* Information given:
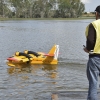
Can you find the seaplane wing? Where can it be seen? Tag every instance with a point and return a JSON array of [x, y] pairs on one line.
[[36, 57]]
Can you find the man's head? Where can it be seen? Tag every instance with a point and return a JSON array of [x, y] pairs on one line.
[[97, 10]]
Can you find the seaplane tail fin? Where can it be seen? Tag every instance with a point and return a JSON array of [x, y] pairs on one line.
[[54, 51]]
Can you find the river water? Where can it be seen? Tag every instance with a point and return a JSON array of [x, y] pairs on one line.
[[37, 82]]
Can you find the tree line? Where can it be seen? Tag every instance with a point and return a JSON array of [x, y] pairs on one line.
[[41, 8]]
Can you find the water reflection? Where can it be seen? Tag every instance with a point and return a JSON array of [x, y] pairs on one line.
[[50, 70]]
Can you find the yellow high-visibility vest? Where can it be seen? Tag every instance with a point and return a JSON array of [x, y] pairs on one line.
[[96, 25]]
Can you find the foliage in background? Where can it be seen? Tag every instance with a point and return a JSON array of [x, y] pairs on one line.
[[41, 8]]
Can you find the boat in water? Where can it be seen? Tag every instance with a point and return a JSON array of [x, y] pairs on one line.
[[31, 57]]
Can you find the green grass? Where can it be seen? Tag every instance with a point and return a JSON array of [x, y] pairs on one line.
[[83, 17]]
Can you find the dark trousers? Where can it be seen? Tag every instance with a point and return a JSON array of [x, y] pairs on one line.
[[93, 71]]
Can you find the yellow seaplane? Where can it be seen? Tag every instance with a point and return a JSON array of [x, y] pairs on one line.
[[31, 57]]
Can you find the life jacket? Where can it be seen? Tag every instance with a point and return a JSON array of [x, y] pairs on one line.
[[96, 25]]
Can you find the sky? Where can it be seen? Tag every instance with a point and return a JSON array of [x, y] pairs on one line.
[[90, 5]]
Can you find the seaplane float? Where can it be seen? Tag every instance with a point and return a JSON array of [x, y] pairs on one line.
[[31, 57]]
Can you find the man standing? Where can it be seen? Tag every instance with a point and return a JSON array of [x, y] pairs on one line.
[[93, 48]]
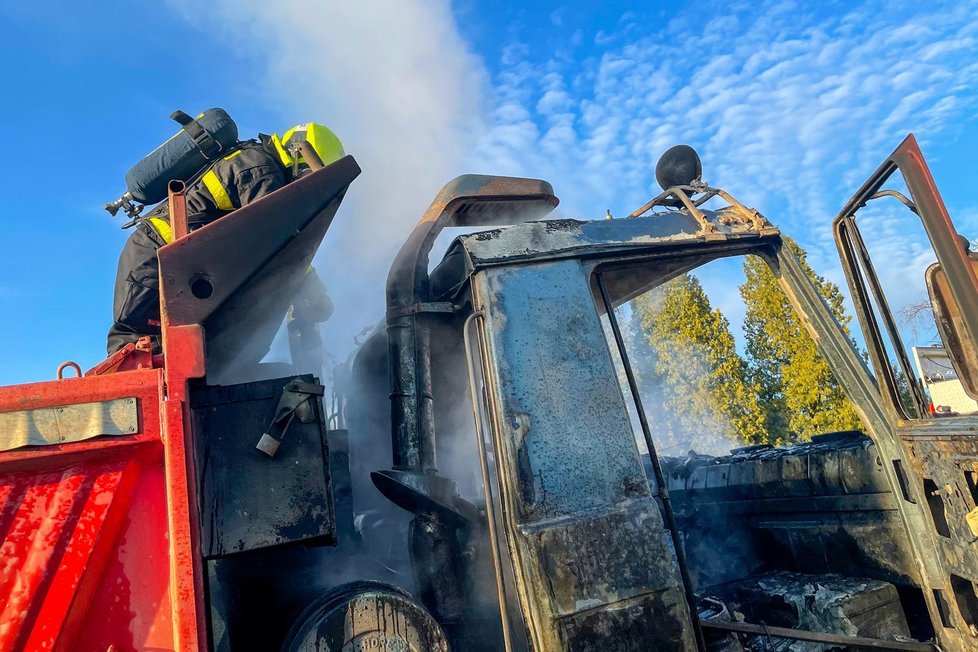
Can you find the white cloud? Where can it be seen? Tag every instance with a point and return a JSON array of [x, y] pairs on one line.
[[790, 109]]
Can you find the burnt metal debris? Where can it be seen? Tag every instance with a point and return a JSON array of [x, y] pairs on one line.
[[591, 547]]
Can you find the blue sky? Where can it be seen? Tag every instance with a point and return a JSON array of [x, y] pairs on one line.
[[791, 106]]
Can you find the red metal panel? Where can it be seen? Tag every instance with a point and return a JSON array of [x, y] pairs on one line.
[[84, 551], [183, 348]]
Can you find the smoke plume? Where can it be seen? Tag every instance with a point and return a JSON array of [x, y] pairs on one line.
[[398, 85]]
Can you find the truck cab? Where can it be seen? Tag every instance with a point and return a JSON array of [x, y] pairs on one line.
[[490, 472]]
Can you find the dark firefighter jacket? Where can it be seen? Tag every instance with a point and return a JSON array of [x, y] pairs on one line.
[[247, 174]]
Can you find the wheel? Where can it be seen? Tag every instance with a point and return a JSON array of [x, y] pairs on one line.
[[365, 617]]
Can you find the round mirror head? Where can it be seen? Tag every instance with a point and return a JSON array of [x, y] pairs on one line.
[[679, 166]]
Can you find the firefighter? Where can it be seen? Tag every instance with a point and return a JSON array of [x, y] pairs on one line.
[[253, 170]]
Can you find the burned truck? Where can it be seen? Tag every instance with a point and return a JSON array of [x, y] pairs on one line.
[[486, 475]]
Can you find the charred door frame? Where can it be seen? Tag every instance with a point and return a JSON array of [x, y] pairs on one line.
[[913, 448]]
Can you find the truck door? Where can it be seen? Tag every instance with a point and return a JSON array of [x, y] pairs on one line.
[[926, 381]]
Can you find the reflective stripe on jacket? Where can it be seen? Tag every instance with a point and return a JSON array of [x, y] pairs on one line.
[[243, 176]]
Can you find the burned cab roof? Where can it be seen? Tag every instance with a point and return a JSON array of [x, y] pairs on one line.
[[550, 239], [559, 238]]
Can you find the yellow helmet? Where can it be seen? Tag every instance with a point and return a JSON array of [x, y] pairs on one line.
[[324, 141]]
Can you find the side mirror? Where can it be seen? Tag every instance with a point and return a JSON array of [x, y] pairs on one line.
[[960, 348]]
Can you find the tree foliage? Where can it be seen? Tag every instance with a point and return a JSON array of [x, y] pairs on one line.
[[798, 392], [694, 383]]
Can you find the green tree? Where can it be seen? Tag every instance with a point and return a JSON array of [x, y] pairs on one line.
[[799, 394], [693, 381]]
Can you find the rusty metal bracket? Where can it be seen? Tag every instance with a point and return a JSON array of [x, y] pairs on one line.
[[421, 307], [685, 196], [292, 404], [856, 642]]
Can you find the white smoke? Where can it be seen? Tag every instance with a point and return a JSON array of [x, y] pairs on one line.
[[398, 85]]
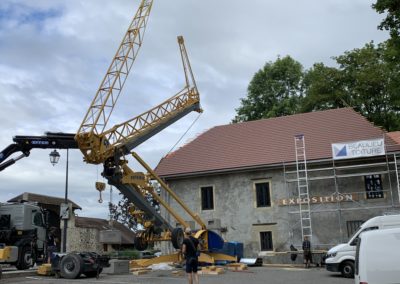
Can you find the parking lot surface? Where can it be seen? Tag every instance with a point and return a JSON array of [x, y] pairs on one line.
[[266, 275]]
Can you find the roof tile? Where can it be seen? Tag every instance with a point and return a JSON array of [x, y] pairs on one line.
[[269, 141]]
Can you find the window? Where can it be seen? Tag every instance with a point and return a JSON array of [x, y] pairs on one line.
[[207, 198], [352, 227], [37, 219], [373, 186], [266, 241], [262, 194]]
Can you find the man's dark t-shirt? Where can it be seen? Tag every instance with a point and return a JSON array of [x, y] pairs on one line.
[[191, 247]]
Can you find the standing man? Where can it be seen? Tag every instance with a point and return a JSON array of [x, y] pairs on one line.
[[51, 244], [307, 252], [190, 251]]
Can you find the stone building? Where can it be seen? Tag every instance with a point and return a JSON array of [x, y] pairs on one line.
[[98, 235], [248, 181]]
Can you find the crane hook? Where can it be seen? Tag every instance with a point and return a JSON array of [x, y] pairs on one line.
[[100, 186]]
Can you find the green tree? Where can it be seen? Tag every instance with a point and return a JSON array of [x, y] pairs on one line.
[[275, 90], [324, 89]]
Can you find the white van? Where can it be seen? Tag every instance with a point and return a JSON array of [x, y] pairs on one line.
[[377, 257], [341, 258]]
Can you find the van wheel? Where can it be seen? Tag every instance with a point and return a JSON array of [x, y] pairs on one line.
[[347, 269], [25, 258]]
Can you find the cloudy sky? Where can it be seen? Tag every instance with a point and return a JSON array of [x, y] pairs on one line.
[[54, 54]]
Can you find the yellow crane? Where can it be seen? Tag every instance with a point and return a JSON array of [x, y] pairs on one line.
[[109, 147]]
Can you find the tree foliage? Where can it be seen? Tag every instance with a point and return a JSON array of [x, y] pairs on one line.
[[275, 90]]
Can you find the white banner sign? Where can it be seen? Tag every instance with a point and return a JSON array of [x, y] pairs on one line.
[[364, 148]]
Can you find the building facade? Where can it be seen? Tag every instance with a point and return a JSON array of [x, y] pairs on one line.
[[247, 181]]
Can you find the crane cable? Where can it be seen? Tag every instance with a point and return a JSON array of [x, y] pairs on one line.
[[184, 134]]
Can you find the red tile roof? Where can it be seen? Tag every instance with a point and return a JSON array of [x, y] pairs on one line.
[[269, 141]]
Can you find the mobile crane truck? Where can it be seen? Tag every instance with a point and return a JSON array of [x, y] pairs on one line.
[[109, 147]]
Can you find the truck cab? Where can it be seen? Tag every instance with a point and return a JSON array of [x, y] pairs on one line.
[[377, 257], [341, 258], [22, 234]]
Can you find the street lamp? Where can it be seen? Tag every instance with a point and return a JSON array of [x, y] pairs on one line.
[[54, 158]]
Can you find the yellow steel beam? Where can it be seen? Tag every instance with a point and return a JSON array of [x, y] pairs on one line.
[[107, 95], [170, 191]]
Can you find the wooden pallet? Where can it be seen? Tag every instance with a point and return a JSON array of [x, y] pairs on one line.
[[211, 270]]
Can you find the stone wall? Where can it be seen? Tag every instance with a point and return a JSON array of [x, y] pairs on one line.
[[83, 239], [241, 221]]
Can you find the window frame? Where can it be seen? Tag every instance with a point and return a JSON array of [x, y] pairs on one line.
[[270, 241], [212, 197], [269, 193], [372, 183]]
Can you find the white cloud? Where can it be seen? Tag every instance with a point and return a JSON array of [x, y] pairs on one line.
[[54, 54]]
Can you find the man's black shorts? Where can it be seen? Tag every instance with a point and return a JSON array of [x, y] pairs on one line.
[[191, 265]]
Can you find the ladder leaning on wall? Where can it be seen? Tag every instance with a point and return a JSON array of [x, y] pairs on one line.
[[302, 186]]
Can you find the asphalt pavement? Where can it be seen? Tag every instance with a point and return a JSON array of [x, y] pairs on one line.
[[266, 275]]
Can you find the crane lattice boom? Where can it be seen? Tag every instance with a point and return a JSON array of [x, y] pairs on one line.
[[107, 95]]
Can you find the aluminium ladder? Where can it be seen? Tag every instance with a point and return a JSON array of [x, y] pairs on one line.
[[302, 186], [397, 169]]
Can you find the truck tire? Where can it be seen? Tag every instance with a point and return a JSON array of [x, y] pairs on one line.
[[177, 238], [91, 274], [25, 258], [71, 266], [347, 269]]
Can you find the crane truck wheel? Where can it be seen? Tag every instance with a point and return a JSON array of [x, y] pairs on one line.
[[25, 258], [177, 238], [71, 266]]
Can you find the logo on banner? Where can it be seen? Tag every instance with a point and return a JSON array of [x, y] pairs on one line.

* Exercise brief: Repeat only the tail of the entries, exactly: the line containing "Can you find the asphalt" and every line after it, to the end.

* Answer for the task:
Can you find the asphalt pavement? Where can it be seen? Tag every instance with a point and return a JSON array of [x, y] pairs on one line.
[[266, 275]]
Can you find the crane lattice boom? Where can it be seen? Tag every instance with a point and return a JSON array of [x, y] pairs on one line.
[[107, 95]]
Can you find the aluminium ladder? Where can it be seen? Tag every instance with a point and return a JSON array of [x, y] pairs on one line.
[[302, 186], [397, 169]]
Can you find the truck tire? Where can it be seen? Tag every instance with a point and return a JSON array of [x, y] pairs on one line.
[[177, 238], [91, 274], [25, 258], [71, 266], [347, 269]]
Can you find the crane truck wheel? Where can it be seen? Tag every instance with a point and return a JSON array of [x, y] pairs on one line.
[[25, 258], [177, 238], [71, 266]]
Can you find the logo on banner? Where can it be seen? Tag every instance with a point and return a JSON array of [x, y] pairs on one line.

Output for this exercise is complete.